**Given problem:** Copy out word for word the lines of the listing below, from the line holding "of the flame" through the end of the listing, inclusive.

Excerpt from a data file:
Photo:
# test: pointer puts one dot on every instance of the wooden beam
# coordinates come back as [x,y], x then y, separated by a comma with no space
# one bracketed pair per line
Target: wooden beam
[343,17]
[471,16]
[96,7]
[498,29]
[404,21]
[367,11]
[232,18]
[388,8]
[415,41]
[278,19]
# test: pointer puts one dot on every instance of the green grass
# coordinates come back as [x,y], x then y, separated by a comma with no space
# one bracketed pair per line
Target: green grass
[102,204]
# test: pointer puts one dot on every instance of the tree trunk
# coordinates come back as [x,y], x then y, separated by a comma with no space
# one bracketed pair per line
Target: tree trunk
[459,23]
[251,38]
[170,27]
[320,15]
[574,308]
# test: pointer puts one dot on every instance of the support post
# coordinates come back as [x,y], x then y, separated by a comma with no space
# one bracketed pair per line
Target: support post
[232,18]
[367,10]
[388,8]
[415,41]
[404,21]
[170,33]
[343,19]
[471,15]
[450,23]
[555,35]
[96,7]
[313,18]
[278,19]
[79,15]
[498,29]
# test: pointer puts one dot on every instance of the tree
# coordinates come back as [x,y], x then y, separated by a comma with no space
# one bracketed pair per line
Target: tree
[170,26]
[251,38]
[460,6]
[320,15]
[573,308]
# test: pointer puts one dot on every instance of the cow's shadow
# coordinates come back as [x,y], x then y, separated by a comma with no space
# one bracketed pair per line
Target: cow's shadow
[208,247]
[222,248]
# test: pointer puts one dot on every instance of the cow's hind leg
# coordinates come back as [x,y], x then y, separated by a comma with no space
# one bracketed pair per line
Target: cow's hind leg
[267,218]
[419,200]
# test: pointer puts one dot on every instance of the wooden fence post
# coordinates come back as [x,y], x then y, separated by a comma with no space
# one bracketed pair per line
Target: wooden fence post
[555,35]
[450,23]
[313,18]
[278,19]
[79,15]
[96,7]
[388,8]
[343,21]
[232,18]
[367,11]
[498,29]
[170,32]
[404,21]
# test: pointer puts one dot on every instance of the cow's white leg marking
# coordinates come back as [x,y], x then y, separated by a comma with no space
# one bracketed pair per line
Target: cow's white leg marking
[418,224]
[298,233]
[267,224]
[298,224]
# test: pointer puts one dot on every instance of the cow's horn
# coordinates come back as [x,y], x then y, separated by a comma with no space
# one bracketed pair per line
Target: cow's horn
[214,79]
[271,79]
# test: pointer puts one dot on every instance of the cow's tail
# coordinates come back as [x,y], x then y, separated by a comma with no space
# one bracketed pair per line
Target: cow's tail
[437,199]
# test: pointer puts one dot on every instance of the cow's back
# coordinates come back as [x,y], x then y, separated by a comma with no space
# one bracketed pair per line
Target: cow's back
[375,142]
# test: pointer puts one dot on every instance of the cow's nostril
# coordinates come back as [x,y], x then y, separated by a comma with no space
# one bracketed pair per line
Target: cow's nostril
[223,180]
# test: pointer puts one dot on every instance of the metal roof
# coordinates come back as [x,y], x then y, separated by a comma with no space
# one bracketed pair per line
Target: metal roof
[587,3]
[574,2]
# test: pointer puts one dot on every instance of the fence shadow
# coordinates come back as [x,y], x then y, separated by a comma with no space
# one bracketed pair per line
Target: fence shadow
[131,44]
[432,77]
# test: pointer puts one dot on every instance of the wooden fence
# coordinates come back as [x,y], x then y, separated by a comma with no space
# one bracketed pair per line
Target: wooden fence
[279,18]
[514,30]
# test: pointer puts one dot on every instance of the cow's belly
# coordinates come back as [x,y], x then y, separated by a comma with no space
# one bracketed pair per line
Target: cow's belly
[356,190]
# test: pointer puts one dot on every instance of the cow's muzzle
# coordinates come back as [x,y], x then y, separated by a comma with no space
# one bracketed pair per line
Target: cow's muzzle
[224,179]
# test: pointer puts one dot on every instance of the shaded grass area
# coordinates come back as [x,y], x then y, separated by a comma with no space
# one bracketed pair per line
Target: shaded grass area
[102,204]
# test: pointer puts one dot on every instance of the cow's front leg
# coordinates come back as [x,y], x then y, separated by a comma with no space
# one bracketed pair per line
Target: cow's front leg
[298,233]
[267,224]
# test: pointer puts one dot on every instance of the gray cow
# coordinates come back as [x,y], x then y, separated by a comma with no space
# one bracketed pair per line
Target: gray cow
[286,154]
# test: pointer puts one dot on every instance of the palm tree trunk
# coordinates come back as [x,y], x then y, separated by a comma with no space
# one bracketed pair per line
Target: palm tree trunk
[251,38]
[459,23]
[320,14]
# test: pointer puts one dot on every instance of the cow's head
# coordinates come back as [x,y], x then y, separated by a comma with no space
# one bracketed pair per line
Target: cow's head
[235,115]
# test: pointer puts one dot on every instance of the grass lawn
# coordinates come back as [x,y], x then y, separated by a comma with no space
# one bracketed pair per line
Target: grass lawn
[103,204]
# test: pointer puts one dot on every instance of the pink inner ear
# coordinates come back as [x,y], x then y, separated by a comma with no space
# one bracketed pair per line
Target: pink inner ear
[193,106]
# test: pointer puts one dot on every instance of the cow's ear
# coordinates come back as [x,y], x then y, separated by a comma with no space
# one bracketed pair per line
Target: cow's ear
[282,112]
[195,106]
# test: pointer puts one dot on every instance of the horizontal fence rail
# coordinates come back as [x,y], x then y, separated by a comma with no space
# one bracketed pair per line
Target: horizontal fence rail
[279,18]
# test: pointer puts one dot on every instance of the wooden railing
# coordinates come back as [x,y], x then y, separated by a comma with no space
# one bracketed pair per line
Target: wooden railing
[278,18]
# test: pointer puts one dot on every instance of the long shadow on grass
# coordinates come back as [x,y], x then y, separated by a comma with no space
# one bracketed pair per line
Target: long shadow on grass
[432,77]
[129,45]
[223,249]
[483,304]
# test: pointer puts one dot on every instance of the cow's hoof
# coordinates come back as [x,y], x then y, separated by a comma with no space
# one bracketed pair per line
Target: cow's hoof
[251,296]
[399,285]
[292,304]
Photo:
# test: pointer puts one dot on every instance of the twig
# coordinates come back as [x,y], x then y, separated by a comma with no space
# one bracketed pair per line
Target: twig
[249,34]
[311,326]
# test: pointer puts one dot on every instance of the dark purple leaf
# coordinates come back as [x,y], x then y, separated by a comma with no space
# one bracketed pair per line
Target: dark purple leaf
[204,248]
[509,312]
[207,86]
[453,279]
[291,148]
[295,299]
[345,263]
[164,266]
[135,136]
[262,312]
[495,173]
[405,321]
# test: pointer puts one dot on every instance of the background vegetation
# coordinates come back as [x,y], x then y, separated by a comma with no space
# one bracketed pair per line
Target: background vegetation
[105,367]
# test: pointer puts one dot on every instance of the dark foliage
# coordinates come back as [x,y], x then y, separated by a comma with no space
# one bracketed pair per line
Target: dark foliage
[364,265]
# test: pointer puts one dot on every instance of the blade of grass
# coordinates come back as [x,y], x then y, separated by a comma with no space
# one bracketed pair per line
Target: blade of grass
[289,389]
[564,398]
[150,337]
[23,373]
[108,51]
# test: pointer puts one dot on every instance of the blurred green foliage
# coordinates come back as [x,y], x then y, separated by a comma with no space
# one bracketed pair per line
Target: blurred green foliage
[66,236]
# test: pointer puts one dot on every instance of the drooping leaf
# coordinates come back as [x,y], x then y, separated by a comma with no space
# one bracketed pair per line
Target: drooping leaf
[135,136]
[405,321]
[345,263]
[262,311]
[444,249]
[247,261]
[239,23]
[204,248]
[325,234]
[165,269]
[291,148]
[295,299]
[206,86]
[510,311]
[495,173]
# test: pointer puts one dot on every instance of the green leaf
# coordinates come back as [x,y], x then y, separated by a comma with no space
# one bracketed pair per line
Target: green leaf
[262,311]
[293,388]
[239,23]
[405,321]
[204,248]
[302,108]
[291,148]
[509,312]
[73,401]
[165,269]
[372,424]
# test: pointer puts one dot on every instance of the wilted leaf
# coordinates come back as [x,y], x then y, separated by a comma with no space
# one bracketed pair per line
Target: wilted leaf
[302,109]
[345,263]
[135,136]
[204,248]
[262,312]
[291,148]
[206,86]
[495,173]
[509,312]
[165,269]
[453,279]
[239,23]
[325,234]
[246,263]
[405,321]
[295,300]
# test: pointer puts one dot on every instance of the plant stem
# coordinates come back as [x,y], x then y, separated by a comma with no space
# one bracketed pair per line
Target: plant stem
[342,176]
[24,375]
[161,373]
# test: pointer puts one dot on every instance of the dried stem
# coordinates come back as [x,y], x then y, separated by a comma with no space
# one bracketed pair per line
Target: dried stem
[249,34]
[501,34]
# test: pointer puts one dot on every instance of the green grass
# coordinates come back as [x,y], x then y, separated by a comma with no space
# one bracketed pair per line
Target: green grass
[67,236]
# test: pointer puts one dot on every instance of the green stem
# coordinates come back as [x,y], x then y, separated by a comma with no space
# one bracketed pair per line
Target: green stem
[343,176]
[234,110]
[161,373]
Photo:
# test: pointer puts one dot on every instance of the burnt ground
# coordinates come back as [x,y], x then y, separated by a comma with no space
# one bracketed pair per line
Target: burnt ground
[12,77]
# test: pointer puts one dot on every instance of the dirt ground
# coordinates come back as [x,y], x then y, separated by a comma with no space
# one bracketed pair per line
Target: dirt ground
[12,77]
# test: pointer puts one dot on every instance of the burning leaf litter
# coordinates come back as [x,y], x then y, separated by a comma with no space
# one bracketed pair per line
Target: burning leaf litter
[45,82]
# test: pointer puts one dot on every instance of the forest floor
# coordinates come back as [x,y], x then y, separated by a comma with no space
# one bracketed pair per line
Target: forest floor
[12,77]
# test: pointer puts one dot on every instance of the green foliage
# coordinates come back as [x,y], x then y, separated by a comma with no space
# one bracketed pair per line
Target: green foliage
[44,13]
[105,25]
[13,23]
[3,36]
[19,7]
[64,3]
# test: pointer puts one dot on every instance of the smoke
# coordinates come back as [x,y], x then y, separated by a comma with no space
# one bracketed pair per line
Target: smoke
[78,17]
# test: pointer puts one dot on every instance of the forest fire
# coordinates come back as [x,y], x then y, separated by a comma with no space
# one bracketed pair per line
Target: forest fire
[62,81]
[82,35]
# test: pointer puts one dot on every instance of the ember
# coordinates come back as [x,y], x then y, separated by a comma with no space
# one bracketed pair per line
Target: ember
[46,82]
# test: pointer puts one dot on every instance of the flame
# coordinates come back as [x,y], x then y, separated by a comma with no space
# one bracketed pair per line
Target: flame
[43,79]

**Result of this task:**
# test: pointer puts one dot on every instance of the flame
# coordinates come back as [x,y], x then y, separated by a comma with no space
# one bracketed pair per line
Target: flame
[43,79]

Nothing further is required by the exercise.